PASSAGE SHOWN
+--
ᚨ brot

Tokenization for OCaml

Brot tokenizes text into token IDs for language models and reverses the process. It supports BPE, WordPiece, Unigram, word-level, and character-level algorithms, loads and saves HuggingFace tokenizer.json files, and is 1.3-6x faster than HuggingFace tokenizers on most benchmarks.

Features

Tokenization algorithms: BPE, WordPiece, Unigram, word-level, character-level
HuggingFace compatible: load and save tokenizer.json, load vocab/merges model files
Composable pipeline: normalizer, pre-tokenizer, post-processor, decoder — each stage independently configurable
Rich encoding output: token IDs, string tokens, byte offsets, attention masks, type IDs, word IDs, special token masks
Training: train BPE, WordPiece, Unigram, and word-level tokenizers from scratch
Performance: 1.3-6x faster than HuggingFace tokenizers (Rust native)

Quick Start

Build a BPE tokenizer from a vocabulary and merge rules, encode text, and decode it back:

open Brot

let tokenizer =
  bpe
    ~vocab:
      [ ("h", 0); ("e", 1); ("l", 2); ("o", 3); (" ", 4); ("w", 5);
        ("r", 6); ("d", 7); ("he", 8); ("ll", 9); ("llo", 10);
        ("hello", 11); ("wo", 12); ("rl", 13); ("rld", 14); ("world", 15) ]
    ~merges:
      [ ("h", "e"); ("l", "l"); ("ll", "o"); ("he", "llo");
        ("w", "o"); ("r", "l"); ("rl", "d"); ("wo", "rld") ]
    ()
+--
TASK A
Return the whole Brot tokenization overview word for word.

INPUT MATERIAL
+--
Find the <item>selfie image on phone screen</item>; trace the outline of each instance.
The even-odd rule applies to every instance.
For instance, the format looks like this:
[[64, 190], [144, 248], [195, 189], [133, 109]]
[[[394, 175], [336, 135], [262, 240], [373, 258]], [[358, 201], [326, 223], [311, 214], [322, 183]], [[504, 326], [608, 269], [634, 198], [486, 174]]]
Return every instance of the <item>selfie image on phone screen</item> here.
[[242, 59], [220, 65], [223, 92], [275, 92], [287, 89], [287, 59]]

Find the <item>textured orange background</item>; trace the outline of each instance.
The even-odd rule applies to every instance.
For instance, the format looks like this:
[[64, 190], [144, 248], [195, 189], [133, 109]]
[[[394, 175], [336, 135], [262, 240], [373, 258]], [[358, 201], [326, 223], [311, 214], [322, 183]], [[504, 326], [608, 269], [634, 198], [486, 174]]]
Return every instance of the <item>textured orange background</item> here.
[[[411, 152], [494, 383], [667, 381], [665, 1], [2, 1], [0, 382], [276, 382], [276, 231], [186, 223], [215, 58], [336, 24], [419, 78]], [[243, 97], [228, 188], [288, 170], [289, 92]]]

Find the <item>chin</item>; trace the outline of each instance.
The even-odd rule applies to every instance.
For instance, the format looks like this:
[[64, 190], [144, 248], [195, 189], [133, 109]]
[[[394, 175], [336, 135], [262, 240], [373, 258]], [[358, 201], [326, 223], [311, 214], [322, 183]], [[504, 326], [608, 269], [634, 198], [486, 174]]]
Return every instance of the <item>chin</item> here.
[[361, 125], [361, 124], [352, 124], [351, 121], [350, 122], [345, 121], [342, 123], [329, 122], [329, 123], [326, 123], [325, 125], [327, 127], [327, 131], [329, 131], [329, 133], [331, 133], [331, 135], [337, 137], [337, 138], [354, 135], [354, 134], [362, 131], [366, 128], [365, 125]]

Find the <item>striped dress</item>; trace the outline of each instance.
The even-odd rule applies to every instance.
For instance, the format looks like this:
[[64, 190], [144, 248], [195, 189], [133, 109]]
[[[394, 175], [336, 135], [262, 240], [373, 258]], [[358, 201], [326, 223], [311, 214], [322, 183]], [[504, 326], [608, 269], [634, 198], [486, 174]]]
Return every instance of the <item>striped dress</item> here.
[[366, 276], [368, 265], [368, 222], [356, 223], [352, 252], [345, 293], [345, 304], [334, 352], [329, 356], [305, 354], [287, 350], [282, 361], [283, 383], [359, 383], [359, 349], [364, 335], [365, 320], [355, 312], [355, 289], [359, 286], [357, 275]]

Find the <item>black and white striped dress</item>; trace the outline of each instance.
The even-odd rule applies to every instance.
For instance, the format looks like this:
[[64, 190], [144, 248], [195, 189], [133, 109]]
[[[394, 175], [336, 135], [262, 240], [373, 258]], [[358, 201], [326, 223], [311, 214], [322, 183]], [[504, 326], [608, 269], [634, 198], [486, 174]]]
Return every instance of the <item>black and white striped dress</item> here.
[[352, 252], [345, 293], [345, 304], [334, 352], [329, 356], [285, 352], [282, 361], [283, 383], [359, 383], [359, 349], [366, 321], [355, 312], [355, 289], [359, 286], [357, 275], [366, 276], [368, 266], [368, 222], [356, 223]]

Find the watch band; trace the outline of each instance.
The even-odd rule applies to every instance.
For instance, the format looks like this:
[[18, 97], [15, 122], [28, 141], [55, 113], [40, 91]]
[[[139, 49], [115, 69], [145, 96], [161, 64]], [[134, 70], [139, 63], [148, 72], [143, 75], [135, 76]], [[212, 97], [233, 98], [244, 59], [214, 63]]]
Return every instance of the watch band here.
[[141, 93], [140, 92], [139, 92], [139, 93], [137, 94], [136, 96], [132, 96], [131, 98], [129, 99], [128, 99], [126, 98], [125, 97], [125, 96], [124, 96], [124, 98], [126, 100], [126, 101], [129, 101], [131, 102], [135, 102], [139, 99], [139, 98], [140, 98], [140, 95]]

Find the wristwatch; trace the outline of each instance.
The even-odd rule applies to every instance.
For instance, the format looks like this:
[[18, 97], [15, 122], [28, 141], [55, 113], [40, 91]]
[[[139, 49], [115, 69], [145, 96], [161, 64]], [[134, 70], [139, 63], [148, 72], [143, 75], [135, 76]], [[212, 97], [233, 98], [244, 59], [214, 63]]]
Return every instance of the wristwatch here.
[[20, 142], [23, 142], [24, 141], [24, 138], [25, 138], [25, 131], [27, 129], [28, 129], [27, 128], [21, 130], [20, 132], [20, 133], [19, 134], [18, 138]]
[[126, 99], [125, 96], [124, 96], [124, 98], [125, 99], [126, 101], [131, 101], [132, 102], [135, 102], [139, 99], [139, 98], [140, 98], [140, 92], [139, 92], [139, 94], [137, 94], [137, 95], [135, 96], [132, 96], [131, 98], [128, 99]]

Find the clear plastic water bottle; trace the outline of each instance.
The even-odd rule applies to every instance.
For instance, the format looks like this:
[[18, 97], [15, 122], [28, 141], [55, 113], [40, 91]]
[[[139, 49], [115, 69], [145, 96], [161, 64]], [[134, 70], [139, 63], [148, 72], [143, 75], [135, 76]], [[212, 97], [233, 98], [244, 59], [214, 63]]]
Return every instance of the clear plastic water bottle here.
+--
TASK B
From the rows, reproduce the part that opens with the line containing "Find the <item>black" and closes with the line containing "Return every instance of the <item>black", with both of those lines included.

EXPECTED OUTPUT A
ᚨ brot

Tokenization for OCaml

Brot tokenizes text into token IDs for language models and reverses the process. It supports BPE, WordPiece, Unigram, word-level, and character-level algorithms, loads and saves HuggingFace tokenizer.json files, and is 1.3-6x faster than HuggingFace tokenizers on most benchmarks.

Features

Tokenization algorithms: BPE, WordPiece, Unigram, word-level, character-level
HuggingFace compatible: load and save tokenizer.json, load vocab/merges model files
Composable pipeline: normalizer, pre-tokenizer, post-processor, decoder — each stage independently configurable
Rich encoding output: token IDs, string tokens, byte offsets, attention masks, type IDs, word IDs, special token masks
Training: train BPE, WordPiece, Unigram, and word-level tokenizers from scratch
Performance: 1.3-6x faster than HuggingFace tokenizers (Rust native)

Quick Start

Build a BPE tokenizer from a vocabulary and merge rules, encode text, and decode it back:

open Brot

let tokenizer =
  bpe
    ~vocab:
      [ ("h", 0); ("e", 1); ("l", 2); ("o", 3); (" ", 4); ("w", 5);
        ("r", 6); ("d", 7); ("he", 8); ("ll", 9); ("llo", 10);
        ("hello", 11); ("wo", 12); ("rl", 13); ("rld", 14); ("world", 15) ]
    ~merges:
      [ ("h", "e"); ("l", "l"); ("ll", "o"); ("he", "llo");
        ("w", "o"); ("r", "l"); ("rl", "d"); ("wo", "rld") ]
    ()

EXPECTED OUTPUT B
Find the <item>black and white striped dress</item>; trace the outline of each instance.
The even-odd rule applies to every instance.
For instance, the format looks like this:
[[64, 190], [144, 248], [195, 189], [133, 109]]
[[[394, 175], [336, 135], [262, 240], [373, 258]], [[358, 201], [326, 223], [311, 214], [322, 183]], [[504, 326], [608, 269], [634, 198], [486, 174]]]
Return every instance of the <item>black and white striped dress</item> here.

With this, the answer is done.